** ACTIONS TO TAKE **
**A)** Answer each question from the text on helping loved ones through addiction.
(i) What two roles does the writer say they do not hold?
(ii) Besides weight loss, which addictions does the writer name as covered by the advice?
(iii) What two things does the writer say a person should never be made to feel?
**B)** Summarize the text on helping loved ones through addiction in two sentences.

** READING TEXT **
=== Begin Enclosure ===
Recently, I have been getting a lot of questions from others about how to help their loved ones lose weight. That is a hard question to answer in some aspects, while still simple in a different aspect. I am not a doctor or personal trainer to be giving out professional advice on how to help someone.
However, the best thing that I can tell anyone, from my perspective of a person who has been through a major life transformation is this. It applies to those who are going through situations beyond weight loss, like what I have been through. It applies to drug addicts, alcoholics, or what ever addiction the person has in their life.
My answer is this. You have to love the person through the process. The entire process. Not just the end of the journey when they in are recovery, but in all stages of their journey. Even in the very early stages where its obvious they need help, but are unwilling to accept it. Love them, and encourage them.
Don't sugar coat the situation they are in, but by no means should a person be made to be ashamed or belittled either. We all need to know the consequences of our actions and how our personal decisions affect those around us. We also need to be shown the positive rewards of what life will be like if we make the changes to do better for ourselves. Not only for ourselves, but for our loved ones as well.
There were a lot of times during my struggle with food addiction and obesity, that people would say really rude, hurtful things. I was bullied many times, looked down up and discriminated against because of my weight. Even by those who I thought were friends or cared about me.
=== End Enclosure ===
Image-grounded pointing data
=== Begin Enclosure ===
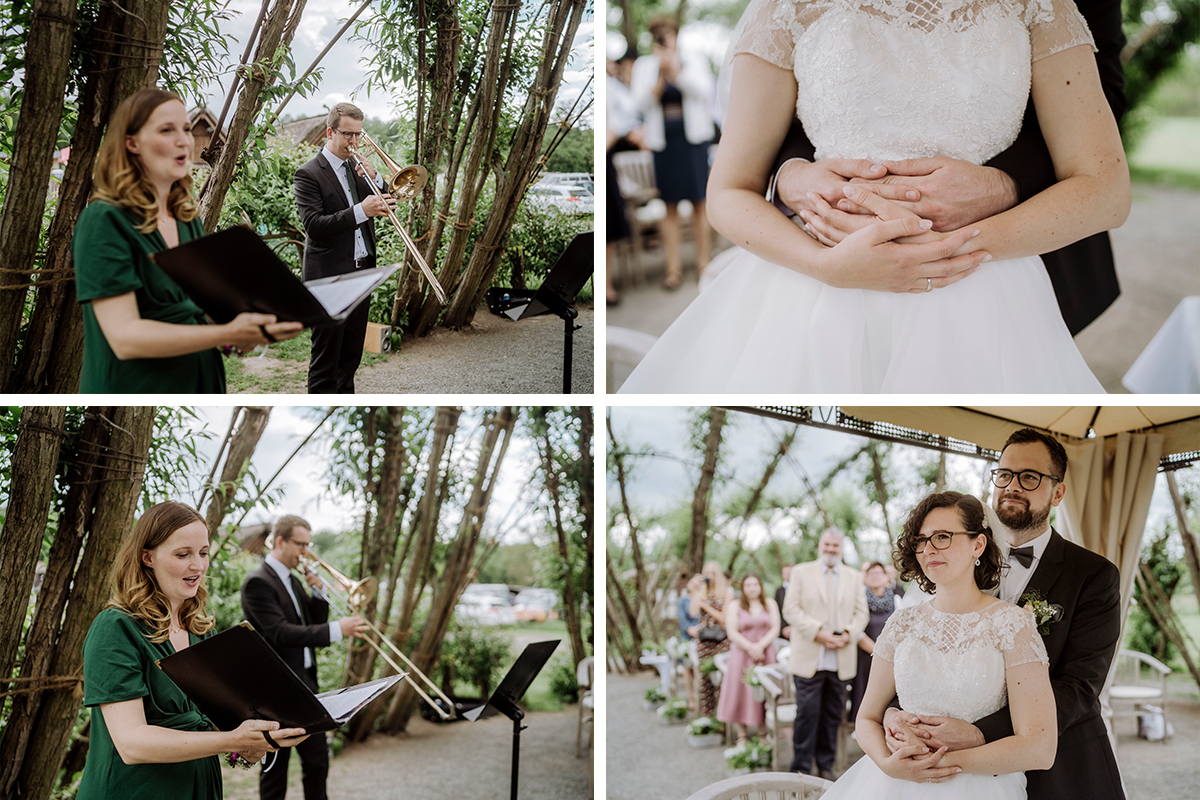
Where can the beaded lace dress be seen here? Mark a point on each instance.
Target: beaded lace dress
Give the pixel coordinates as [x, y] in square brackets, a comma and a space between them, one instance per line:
[949, 665]
[886, 79]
=== End Enclosure ===
** SOLUTIONS TO THE TASKS **
**A)**
(i) A doctor or personal trainer.
(ii) Drug addiction, alcoholism, or whatever addiction the person has.
(iii) Ashamed or belittled.

**B)** Speaking from personal transformation, not professional expertise, the writer says the best way to help someone with weight loss or any addiction is to love and encourage them through every stage, even before they are willing to accept help. The writer advises being honest about the person's situation and its consequences without shaming them, while showing the rewards of change, and recalls being bullied and discriminated against over their own weight.